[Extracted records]
_____

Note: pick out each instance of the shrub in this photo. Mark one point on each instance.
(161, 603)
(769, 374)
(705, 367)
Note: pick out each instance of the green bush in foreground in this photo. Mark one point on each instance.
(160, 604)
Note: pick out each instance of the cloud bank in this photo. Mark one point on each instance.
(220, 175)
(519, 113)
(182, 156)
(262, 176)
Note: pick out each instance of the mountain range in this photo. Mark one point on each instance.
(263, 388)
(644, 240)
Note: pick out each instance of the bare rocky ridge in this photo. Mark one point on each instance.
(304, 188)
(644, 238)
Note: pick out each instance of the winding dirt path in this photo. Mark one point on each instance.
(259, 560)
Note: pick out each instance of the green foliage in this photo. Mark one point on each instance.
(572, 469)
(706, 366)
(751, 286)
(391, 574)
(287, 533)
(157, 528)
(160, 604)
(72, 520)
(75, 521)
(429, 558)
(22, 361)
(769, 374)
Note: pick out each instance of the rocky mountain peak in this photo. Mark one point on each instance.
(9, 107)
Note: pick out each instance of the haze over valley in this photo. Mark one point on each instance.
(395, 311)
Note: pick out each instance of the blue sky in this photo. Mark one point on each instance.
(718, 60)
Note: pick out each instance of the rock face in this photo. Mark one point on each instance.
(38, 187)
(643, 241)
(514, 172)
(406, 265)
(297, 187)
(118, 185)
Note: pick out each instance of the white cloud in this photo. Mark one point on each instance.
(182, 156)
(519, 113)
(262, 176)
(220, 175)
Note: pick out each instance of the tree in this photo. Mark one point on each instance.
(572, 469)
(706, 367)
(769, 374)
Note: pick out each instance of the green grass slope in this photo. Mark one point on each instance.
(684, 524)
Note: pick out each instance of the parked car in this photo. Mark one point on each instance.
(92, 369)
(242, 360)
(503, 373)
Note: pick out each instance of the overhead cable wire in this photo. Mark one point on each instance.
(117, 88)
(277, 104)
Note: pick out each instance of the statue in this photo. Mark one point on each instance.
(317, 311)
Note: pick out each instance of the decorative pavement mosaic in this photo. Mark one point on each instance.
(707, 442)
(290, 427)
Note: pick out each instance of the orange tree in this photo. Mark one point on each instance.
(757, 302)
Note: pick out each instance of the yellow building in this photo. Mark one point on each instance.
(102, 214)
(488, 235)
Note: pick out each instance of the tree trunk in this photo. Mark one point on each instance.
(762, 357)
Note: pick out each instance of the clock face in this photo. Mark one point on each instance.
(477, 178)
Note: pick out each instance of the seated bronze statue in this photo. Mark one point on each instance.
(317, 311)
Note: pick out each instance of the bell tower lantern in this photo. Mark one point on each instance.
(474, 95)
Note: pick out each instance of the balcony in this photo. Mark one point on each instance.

_____

→ **Given task**
Copy the lines of all the records above verbatim.

→ **Finished answer**
Note: pick out each instance of the shrub in this photo. Mark one point on each instance.
(161, 603)
(769, 374)
(705, 367)
Note: pick out each instance of the green bush in foreground in this photo. Mark one point on each instance.
(160, 604)
Note: pick out each instance of the cloud bank in this photo. Mark one point on each instance.
(220, 175)
(519, 113)
(182, 156)
(262, 176)
Note: pick out each instance of the mountain range in this photo. Mark one point on each instance.
(263, 388)
(644, 240)
Note: pick out each instance of the bare rocky ridge in this photo. Mark one point on each instance.
(304, 188)
(644, 238)
Note: pick out each instance of the winding dirt path in this photo. Mark one point on each instance.
(259, 560)
Note: pick out each instance of the green foliage in this photo. Mark one point on each instance.
(572, 469)
(706, 366)
(751, 286)
(391, 574)
(287, 533)
(157, 528)
(160, 604)
(72, 520)
(75, 521)
(429, 558)
(22, 361)
(769, 374)
Note: pick out each instance of the rocky mountain peak in this photo. Mark one point on each instance.
(9, 107)
Note: pick out each instance of the haze over valley in this photo. Mark one point on each instance.
(395, 311)
Note: pick out each instance of the blue sky in this photo. Mark one point on each instance.
(718, 60)
Note: pick out each instance of the rock face in this photo. Mark one point on each instance.
(38, 187)
(643, 241)
(514, 172)
(406, 265)
(297, 187)
(118, 185)
Note: pick out each instance of the white cloud in this photo. Mark one point on each instance.
(182, 156)
(519, 113)
(262, 176)
(220, 175)
Note: pick out each instance of the tree in this photo. Mark one point on each instance.
(572, 469)
(706, 367)
(769, 374)
Note: pick out each instance of the green grass slope in this photo. Mark one point on each instance.
(684, 524)
Note: pick out each instance of the parked car in this photo. Mark one point on each instance.
(92, 369)
(242, 360)
(503, 373)
Note: pick out each instance of the overhead cable wire in this photo. Mark one point on each instance.
(117, 88)
(277, 104)
Note: pick out each instance of the statue in this photo. Mark one point on each instance.
(317, 311)
Note: pick out each instance of the decorative pavement mosaic in this photo. Mark one point on each instance.
(707, 442)
(290, 427)
Note: pick out each instance of the orange tree in this photo. Mark one point on each instance.
(757, 302)
Note: pick out each instance of the yellow building in this photo. Mark one point on each instance.
(102, 214)
(488, 235)
Note: pick out each instance of the tree trunk in this photo. Mark one point on each instance.
(762, 357)
Note: pick out each instance of the clock face in this photo. Mark one point on each instance.
(477, 178)
Note: pick out each instance of the seated bronze statue in this photo. Mark one point on each instance.
(317, 311)
Note: pick out each instance of the bell tower lantern in this photo. Mark one point on each instance.
(474, 95)
Note: pick out each instance of the balcony in this photo. Mark one point on each instance.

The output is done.